If the story of her grandparents didn’t exactly haunt the author’s childhood, it did influence her concept of and interest in human rights. Growing up in Victoria, Moss and her sister regularly trick-or-treated for UNICEF, and her parents—Moss’s mother was an amateur painter and sculptor, and her father sold fridges at Eaton’s, a now-defunct Canadian department store—were heavily involved in charity. Moss says that as a child, “it just felt like part of being alive that you would help the community, or communities overseas that were going through things that your grandparents went through. You can’t survive this world as an island, as a solo individual, pretty much without exception.”
Moss’s instinct for advocacy has manifested most prominently in a position as a UNICEF ambassador that she’s held since 2013. More recently, though, she’s been focused on disability rights, in part for personal reasons. After sustaining a hip injury in 2016, she developed a rare, debilitating condition called complex regional pain syndrome (CRPS), for which she used a wheelchair for several years. (“It made it very hard to write, but it also made writing even more important to me, because I could disappear into it,” she says.) Before entering remission two years ago, Moss spoke in front of the Australian parliament urging members to take action to help those suffering from chronic pain, and gave a slate of interviews to outlets like the Guardian and Marie Claire illuminating her condition.
“It feels pretty extraordinary to not have the brain fog, to not be on medication, and to be able to go hiking between book events,” Moss says of her remission. “It’s like a new lease on life.”

Data for analysis:
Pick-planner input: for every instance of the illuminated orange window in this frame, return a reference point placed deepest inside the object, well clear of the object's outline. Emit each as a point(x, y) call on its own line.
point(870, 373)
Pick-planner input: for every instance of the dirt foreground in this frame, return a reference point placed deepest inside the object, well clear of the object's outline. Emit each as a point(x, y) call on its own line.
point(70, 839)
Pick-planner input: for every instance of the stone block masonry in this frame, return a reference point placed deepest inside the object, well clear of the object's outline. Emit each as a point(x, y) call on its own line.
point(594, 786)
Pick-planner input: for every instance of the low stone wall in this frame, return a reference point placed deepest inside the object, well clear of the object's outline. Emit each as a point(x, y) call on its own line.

Check your understanding:
1. Decide whether each statement agrees with the profile of Moss, answering yes or no and quoting the deciding words: (a) Moss's father sold fridges at Eaton's. (b) Moss has been a UNICEF ambassador since 2016. (c) Moss spoke in front of the Australian parliament after entering remission.
2. Carry the profile of Moss forward from its final sentence.

Outputs by task:
1.
(a) Yes: "her father sold fridges at Eaton’s"
(b) No: "a position as a UNICEF ambassador that she’s held since 2013"
(c) No: "Before entering remission two years ago, Moss spoke in front of the Australian parliament"

2.
One could be forgiven, at this point in Moss’s biography, for needing to take a breath. And all this before discussing the modeling career that put her on the map. In brief: Moss was recruited for local gigs as a teenager due to her self-described “Amazonian features.” She got serious about it after her mother died of multiple myeloma in 1990, embarking on what she humbly calls a “mixed bag” of a career, shooting beauty editorials, Cosmo spreads, splashy ads, and the like while traveling the world. All along, though, she harbored writerly ambitions, which she began to satisfy at 24 when she won Australia’s Scarlet Stiletto Awards short story competition. An agent reached out to her directly, and that led to the publication of Fetish, her 1999 debut.
Moss acknowledges that she’s a bit of a chameleon, but she’s learned to stop pathologizing it. Seeking out new challenges is “part of who I am and what drives me, so I don’t have to force it,” she says. “Other people might find it disorienting or confusing, because they’ll be like, No, she doesn’t do that; she does this. But, rightly or wrongly, those boxes just don’t exist in me.”
It’s a quality she’s drawing on now, in a moment of personal transition. After divorcing the poet and novelist Berndt Sellheim a few years ago, Moss is preparing to sell her house in Canada and adjusting to life as a single mother. She’s not exactly sure what’s next. “I’m feeling interested in being mobile,” she says. “Now that I’m mobile, I’m really mobile,” she adds, alluding to her freedom from CRPS.
She’s taking at least a few cues from her 14-year-old. “She’s old enough now to kind of know where she wants to be, what she wants to do,” Moss says. Well, like mother like daughter.